Segment Start: Task data

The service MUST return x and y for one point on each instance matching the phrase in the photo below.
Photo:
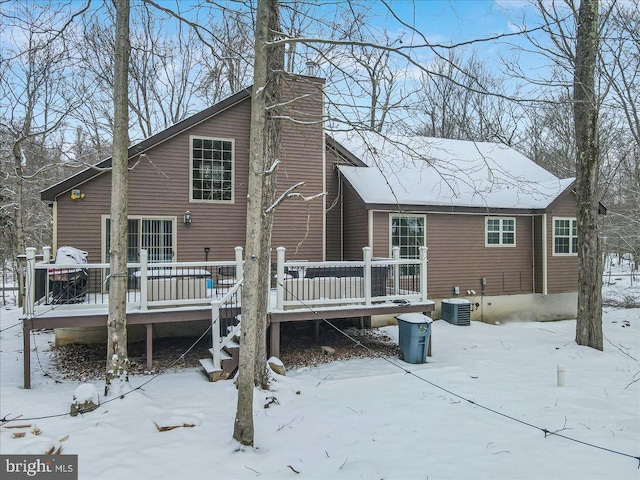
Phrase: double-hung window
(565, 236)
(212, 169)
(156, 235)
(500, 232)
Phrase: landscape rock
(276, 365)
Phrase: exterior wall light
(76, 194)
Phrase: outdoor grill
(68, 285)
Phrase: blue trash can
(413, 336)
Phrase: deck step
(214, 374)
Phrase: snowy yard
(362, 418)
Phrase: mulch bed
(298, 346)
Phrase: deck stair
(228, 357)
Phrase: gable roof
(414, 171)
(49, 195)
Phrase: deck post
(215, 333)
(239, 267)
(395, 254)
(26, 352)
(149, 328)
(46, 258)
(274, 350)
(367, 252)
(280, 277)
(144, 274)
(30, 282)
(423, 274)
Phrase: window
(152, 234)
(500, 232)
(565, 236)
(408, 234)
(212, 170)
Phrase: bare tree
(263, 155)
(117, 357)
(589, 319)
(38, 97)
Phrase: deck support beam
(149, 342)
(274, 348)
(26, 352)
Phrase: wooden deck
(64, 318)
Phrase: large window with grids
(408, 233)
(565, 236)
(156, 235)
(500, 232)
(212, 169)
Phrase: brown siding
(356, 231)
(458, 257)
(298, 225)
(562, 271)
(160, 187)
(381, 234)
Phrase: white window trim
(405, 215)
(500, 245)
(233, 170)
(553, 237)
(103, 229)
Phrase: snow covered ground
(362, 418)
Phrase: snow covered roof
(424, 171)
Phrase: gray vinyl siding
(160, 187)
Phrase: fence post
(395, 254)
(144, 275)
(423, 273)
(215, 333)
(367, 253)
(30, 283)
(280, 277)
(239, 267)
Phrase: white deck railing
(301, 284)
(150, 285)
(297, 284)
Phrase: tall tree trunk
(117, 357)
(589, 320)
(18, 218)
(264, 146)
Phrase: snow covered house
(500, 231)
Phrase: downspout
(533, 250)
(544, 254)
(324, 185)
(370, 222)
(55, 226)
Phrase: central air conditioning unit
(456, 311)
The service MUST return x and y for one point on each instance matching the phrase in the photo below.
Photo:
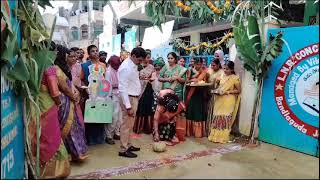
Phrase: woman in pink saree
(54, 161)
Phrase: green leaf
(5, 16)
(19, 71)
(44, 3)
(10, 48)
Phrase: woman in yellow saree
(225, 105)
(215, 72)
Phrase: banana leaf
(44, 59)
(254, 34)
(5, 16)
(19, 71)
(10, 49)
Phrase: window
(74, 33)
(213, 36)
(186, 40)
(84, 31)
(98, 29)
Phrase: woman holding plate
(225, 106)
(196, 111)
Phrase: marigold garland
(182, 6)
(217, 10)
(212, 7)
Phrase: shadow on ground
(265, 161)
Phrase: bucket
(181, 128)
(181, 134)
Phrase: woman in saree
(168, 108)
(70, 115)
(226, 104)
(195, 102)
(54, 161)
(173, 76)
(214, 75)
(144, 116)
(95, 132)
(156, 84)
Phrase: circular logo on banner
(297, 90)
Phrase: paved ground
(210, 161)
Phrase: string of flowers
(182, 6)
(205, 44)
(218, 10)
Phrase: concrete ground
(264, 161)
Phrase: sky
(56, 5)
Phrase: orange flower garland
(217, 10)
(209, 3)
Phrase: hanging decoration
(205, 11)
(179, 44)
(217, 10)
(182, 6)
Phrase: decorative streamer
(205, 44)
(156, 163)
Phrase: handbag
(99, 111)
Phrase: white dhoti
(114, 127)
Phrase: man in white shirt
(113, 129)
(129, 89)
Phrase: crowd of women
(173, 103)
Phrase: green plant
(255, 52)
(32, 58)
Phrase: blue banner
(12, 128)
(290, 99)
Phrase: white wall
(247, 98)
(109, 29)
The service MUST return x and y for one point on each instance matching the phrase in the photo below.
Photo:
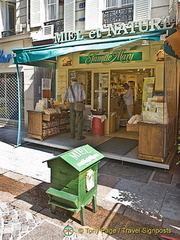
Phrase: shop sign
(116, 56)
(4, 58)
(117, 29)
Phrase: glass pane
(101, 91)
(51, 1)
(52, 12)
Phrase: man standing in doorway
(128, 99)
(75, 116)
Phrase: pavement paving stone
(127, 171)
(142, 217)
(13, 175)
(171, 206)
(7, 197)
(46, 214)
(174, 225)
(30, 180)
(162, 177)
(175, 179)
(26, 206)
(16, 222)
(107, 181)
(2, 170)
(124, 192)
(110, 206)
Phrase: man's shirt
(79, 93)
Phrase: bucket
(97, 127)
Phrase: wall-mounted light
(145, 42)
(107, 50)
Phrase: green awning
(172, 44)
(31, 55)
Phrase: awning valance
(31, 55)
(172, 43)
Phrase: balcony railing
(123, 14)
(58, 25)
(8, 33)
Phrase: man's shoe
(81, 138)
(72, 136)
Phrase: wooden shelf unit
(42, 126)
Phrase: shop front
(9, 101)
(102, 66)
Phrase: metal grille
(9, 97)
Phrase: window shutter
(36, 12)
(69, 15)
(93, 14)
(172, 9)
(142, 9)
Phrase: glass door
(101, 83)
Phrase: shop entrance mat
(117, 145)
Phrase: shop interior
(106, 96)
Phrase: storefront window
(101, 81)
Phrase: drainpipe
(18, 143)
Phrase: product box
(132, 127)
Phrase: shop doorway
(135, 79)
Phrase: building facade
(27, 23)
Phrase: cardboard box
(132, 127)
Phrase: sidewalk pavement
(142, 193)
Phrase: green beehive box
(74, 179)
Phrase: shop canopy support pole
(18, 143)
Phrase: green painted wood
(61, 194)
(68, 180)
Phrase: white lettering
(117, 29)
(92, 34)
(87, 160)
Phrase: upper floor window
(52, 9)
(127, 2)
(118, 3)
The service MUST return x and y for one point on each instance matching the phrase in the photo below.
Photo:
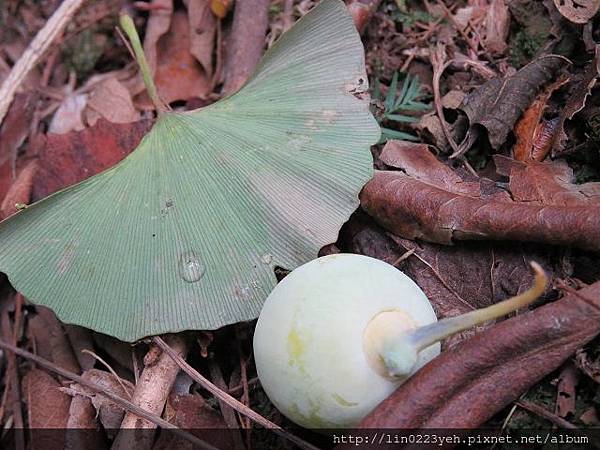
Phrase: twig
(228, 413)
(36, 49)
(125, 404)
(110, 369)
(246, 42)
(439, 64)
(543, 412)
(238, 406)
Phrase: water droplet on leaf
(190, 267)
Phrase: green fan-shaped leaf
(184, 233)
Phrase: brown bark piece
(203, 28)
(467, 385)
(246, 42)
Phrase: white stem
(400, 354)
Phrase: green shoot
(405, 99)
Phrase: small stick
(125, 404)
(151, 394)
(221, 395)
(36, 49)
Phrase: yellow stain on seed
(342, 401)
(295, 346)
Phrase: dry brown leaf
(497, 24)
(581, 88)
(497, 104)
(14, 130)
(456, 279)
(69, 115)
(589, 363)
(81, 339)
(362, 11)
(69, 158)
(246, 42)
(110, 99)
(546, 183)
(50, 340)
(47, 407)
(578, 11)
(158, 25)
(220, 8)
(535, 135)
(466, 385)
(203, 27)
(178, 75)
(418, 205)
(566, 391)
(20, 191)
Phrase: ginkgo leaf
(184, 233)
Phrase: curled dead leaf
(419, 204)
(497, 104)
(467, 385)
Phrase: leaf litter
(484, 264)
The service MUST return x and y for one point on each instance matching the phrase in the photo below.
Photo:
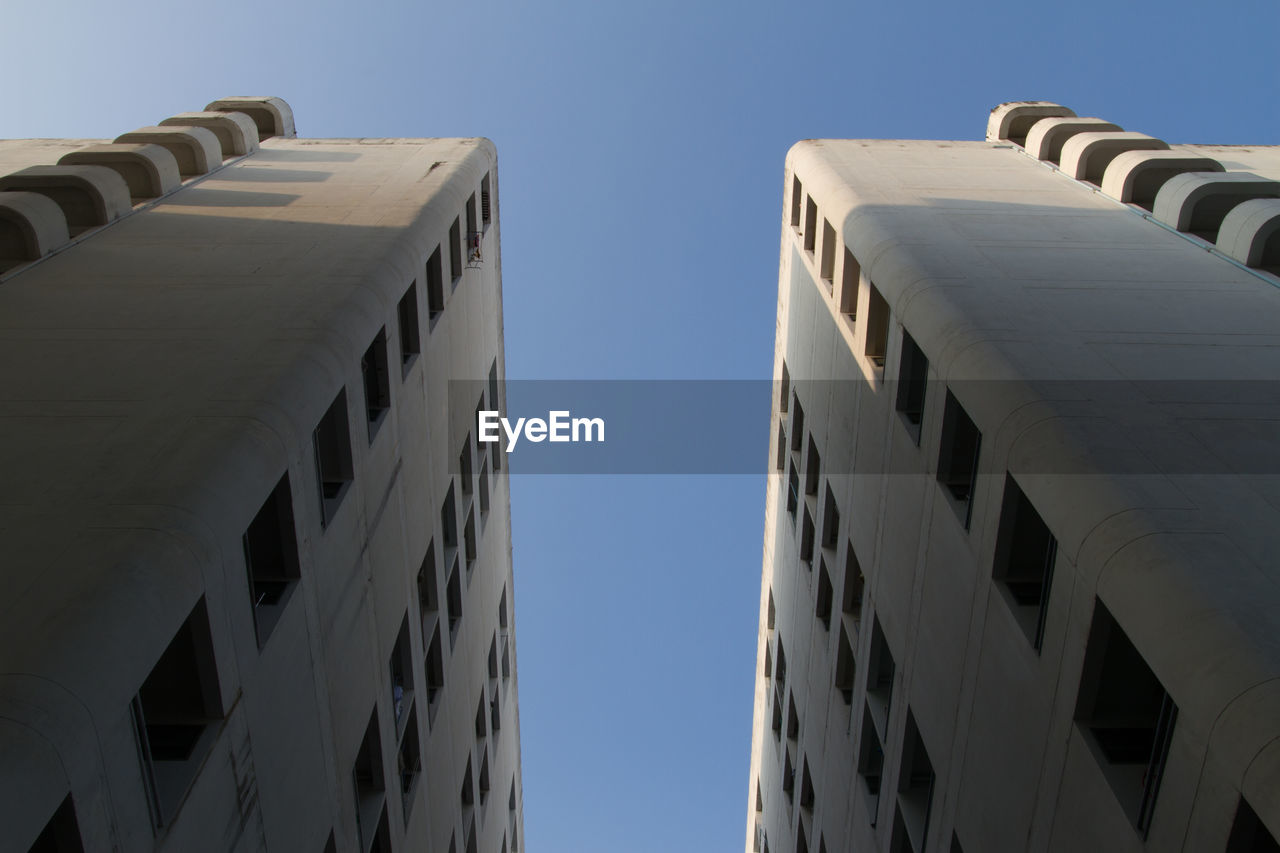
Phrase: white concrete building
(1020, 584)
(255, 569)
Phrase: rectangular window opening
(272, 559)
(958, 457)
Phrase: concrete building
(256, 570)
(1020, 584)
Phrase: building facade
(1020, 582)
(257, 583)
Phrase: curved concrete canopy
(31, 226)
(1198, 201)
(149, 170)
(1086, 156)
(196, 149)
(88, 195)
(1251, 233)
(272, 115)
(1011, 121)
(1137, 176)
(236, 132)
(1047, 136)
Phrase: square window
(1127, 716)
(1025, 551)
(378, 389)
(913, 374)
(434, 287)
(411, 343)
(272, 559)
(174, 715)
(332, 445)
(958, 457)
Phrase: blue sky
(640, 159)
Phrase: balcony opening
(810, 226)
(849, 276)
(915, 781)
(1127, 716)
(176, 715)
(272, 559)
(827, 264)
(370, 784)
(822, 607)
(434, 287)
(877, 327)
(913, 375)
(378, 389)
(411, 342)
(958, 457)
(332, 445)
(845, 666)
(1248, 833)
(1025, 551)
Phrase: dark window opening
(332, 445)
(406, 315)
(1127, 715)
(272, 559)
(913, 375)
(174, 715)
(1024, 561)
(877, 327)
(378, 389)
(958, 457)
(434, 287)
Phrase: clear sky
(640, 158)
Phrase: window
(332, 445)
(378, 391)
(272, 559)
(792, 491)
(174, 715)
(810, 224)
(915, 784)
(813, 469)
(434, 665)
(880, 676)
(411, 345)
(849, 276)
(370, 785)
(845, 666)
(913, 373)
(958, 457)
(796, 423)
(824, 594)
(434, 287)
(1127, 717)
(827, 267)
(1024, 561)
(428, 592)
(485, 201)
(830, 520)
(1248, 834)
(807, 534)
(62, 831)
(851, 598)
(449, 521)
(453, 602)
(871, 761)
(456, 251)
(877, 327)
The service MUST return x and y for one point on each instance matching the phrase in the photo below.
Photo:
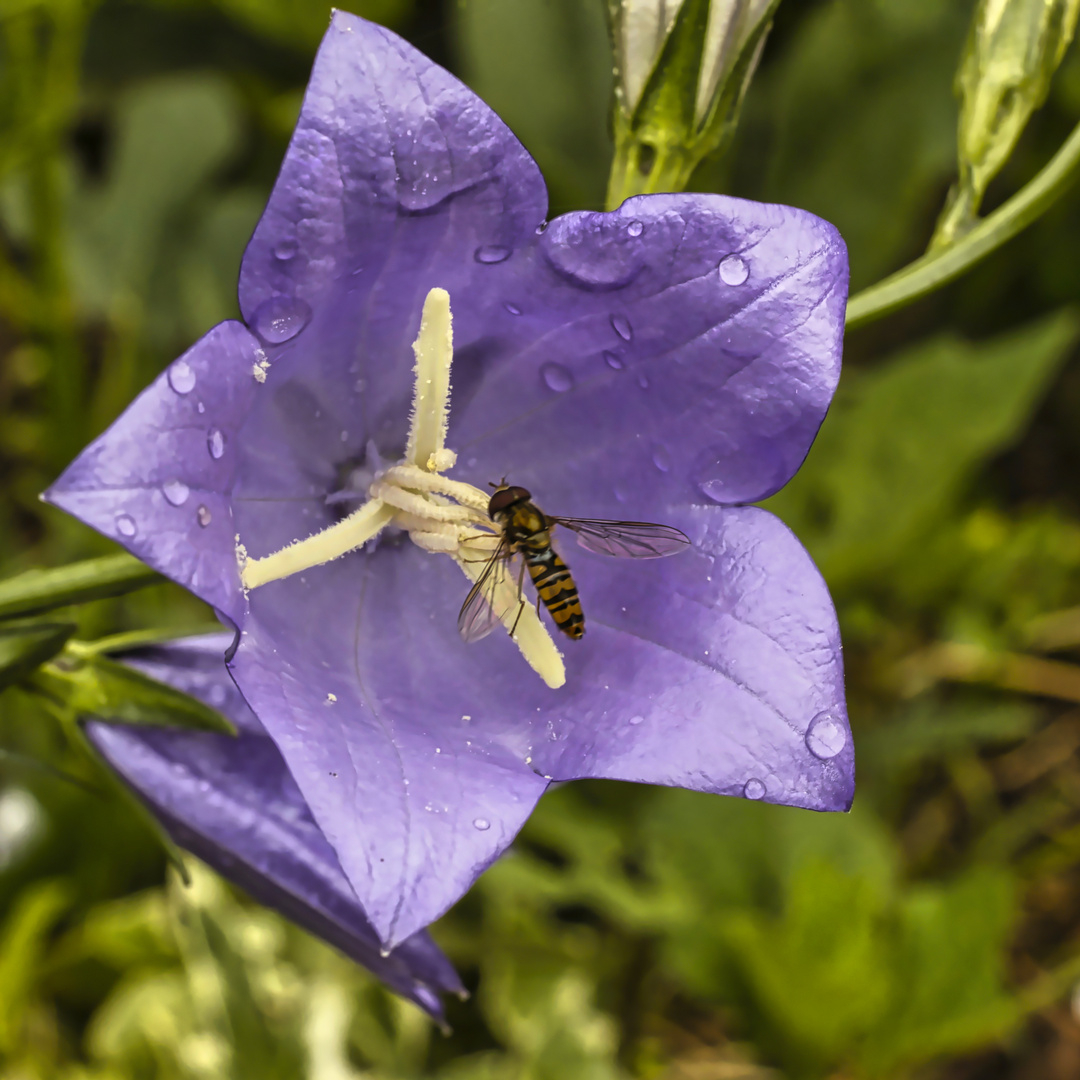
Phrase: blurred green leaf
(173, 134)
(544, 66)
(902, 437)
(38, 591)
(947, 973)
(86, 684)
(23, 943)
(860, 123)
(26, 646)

Segment End: Task data

▸ The task:
The copy should hold exactly the lines from the line containing "Phrase: ginkgo leaf" through the end of the data, both ends included, and no pictures.

▸ Written solution:
Phrase: ginkgo leaf
(184, 233)
Phrase: curled dead leaf
(419, 204)
(497, 104)
(467, 385)
Phrase: leaf litter
(484, 264)
The service MUST return x and y for one point on each instance matching the phrase in the photo below.
Photo:
Phrase: white concrete building
(1020, 584)
(255, 569)
Phrase: rectangular window opening
(272, 559)
(958, 457)
Phrase: concrete building
(256, 570)
(1020, 584)
Phrase: building facade
(1020, 582)
(257, 583)
Phrase: curved concrete canopy
(31, 226)
(1198, 201)
(149, 170)
(1086, 156)
(196, 149)
(88, 195)
(1251, 233)
(272, 115)
(1011, 121)
(1137, 176)
(236, 132)
(1047, 136)
Phrase: square window
(1127, 716)
(1025, 551)
(378, 389)
(913, 374)
(434, 287)
(411, 343)
(272, 559)
(174, 715)
(332, 445)
(958, 457)
Phrase: blue sky
(640, 159)
Phrase: balcony opening
(810, 226)
(849, 276)
(915, 781)
(1127, 716)
(176, 715)
(272, 559)
(827, 264)
(370, 784)
(822, 607)
(434, 287)
(877, 327)
(913, 375)
(378, 389)
(411, 342)
(958, 457)
(332, 445)
(845, 666)
(1248, 833)
(1025, 551)
Phrase: dark window opening
(332, 445)
(406, 315)
(1127, 715)
(272, 559)
(913, 375)
(174, 715)
(1024, 561)
(877, 327)
(378, 389)
(958, 457)
(434, 287)
Phrase: clear sky
(640, 158)
Phrase: window
(332, 445)
(378, 391)
(272, 559)
(792, 491)
(174, 715)
(810, 224)
(915, 784)
(813, 469)
(434, 665)
(880, 676)
(411, 345)
(849, 276)
(370, 785)
(845, 666)
(913, 373)
(958, 457)
(796, 423)
(824, 594)
(434, 287)
(1127, 717)
(827, 267)
(1024, 561)
(428, 592)
(485, 201)
(830, 520)
(1248, 834)
(807, 534)
(62, 831)
(851, 598)
(449, 521)
(453, 602)
(871, 761)
(456, 251)
(877, 327)
The service MUST return x and y for one point on each instance matching the phrase in the photo below.
Photo:
Phrase: blurred green leaf
(173, 134)
(544, 66)
(902, 437)
(38, 591)
(947, 973)
(86, 684)
(23, 943)
(860, 123)
(26, 646)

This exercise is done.